_Supplied passage_
Sounds like you need a 5d mark II or III, but I am sure you will be happy with the 60d. The 60d is more rugged for all the traveling you do, plus it is a better fit for some of those lenses. But it sounds like you had already figured that out. My brother has a 60d and loves it. 

If you are shooting in some dark workshops I would suggest you get one of these LED lights. 

They put out a lot of light, generate no heat, battery powered that last at least 2 hours. They are easy to carry and even come with their own case. I usually don't even put them on light stands, I just have someone hand hold them. When I shot my video in the whiskey distillery I had someone hand hold one to use as fill light. They would also be great for product shoots now that I think about it.


----------



## EdipisReks (Apr 1, 2012)

JBroida said:


> except that i have a lot of $$$ invested in lenes
> 
> Thought about the d7000 for a bit for a number of reasons. However, as capable as it is, especially in low light, the canon still has better detail in the shots across the board. Color can always be adjusted in raw. The d7000 is a pretty sweet choice for sure. If i was just buying my first dslr, that would be my top choice for sure.

_Your tasks_
a – Answer these questions from the camera discussion:
(i) How long do the batteries in the recommended LED lights last?
(ii) Where was the video shot in which someone hand-held a light as fill?
(iii) Which camera does the quoted post call the top choice for someone buying a first DSLR?
b – Output the stretch of the camera discussion from "They put out" through "think about it.".
c – Pick up the camera discussion after its final sentence and continue it.
Nothing in the listing is needed for this work.

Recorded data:
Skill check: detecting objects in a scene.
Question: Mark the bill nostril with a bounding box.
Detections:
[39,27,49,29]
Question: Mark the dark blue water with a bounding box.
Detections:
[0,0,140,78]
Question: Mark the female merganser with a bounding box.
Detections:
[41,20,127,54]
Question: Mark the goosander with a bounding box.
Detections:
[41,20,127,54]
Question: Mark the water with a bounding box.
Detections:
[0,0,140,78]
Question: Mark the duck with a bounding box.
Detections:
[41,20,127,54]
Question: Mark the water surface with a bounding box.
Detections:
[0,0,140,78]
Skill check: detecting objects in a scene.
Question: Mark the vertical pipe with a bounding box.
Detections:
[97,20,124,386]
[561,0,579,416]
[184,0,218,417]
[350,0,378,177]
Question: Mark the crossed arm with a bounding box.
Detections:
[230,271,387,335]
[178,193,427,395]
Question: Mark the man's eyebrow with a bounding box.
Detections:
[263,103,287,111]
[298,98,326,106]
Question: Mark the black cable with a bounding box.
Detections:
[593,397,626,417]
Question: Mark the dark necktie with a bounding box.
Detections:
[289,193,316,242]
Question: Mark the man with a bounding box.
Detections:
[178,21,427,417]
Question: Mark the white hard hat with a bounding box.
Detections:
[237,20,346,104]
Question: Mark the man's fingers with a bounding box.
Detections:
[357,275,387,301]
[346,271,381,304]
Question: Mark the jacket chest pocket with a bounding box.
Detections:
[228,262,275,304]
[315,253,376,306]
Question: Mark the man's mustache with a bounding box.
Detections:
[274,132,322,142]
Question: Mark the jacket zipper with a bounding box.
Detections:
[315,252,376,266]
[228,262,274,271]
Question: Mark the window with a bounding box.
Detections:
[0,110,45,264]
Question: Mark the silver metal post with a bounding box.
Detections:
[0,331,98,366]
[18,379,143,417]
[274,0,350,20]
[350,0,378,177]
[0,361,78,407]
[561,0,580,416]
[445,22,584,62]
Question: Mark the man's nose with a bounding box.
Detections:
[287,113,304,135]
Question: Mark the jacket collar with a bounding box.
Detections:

_Responses per task_
a –
(i) At least 2 hours.
(ii) In the whiskey distillery.
(iii) The d7000.

b –
They put out a lot of light, generate no heat, battery powered that last at least 2 hours. They are easy to carry and even come with their own case. I usually don't even put them on light stands, I just have someone hand hold them. When I shot my video in the whiskey distillery I had someone hand hold one to use as fill light. They would also be great for product shoots now that I think about it.

c –
i have a friend who just dumped 5d Mk II for a D700, now that the D700 has dropped in price due to the D800. he was able to sell his body and significant lens collection and came out even when buying equivalent Nikon lenses, and is much happier with his pictures. he was a Canon guy for years. i'm a Nikon guy, and i think picture quality and usage of the Nikon control style are both worth the time and effort to switch. they are simply better cameras, and i'll be a Nikon guy until i can afford Leica, if that ever happens. don't be fooled by the apparent "extra detail" with Canon. Nikon does less modification on JPEGS than Canon does, and the same detail on equivalent lenses and sensors can be had with RAW (i only shoot RAW).


----------



## EdipisReks (Apr 1, 2012)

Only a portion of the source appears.